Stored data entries
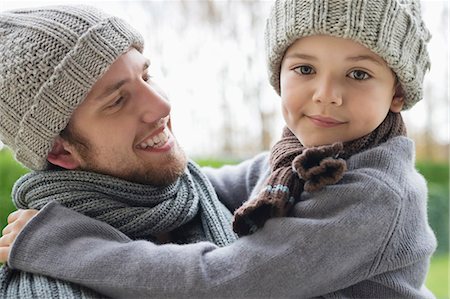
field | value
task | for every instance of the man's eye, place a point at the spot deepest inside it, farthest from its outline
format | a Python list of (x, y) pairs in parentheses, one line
[(304, 70), (359, 75)]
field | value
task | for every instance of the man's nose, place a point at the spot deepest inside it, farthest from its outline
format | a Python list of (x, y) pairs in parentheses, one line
[(328, 91), (153, 104)]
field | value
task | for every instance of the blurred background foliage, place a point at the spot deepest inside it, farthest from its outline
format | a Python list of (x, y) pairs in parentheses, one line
[(436, 173)]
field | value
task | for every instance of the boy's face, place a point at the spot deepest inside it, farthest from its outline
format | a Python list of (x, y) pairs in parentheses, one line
[(334, 89), (116, 129)]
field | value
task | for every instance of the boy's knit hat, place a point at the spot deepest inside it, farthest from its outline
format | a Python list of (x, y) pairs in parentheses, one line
[(393, 29), (50, 57)]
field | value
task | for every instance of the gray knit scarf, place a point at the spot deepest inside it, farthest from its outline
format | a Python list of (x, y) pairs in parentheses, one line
[(139, 211)]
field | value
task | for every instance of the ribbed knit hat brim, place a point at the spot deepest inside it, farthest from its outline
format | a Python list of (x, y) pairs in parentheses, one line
[(393, 29), (50, 59)]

Task statement: Repeat the data in full and exactly. Omit pictures.

Result:
field | value
task | for every instance of the man's eye, place a point at the spot deepest inside it, farthest from its outline
format | a Python list of (x, y) pairs in parentheses, one line
[(304, 70), (359, 75)]
field | value
task | for every instance of the man's nose, place a point at the spot deepest inside it, farthest from its outline
format | a Python list of (x, y) pairs in parentheses, one line
[(328, 91), (153, 104)]
field | value
task | for every instance of the blurred background foliage, place a point at the spot deepest inside it, farthest from its outline
format | a Python list of (x, y) pairs in parentheses, one line
[(436, 173)]
field | value
task | for every instance of the boy's face, place a point at the spot deepest inside it, farthest from its outline
format | a Python list of (x, y) pairs in parentheses, one line
[(334, 89), (116, 129)]
field | value
task | for every instance of the boy's knit hat, place a point at the spot deepest inside it, farthest from its outline
format | a Python list of (x, y) pairs in parentheses, one line
[(393, 29), (50, 57)]
field | value
task | for every instance of the gray knit scarf, place a point at the spot deepest inside it, farthest from its outline
format | a Python list of (x, y) pairs in parentheses, one line
[(139, 211)]
field | value
task | for every instance of the ribbed knit hat brim, place a point at the spot deepest inside it, farthest from its outline
format | a Python list of (x, y) pairs in parentheses, one line
[(393, 29), (50, 59)]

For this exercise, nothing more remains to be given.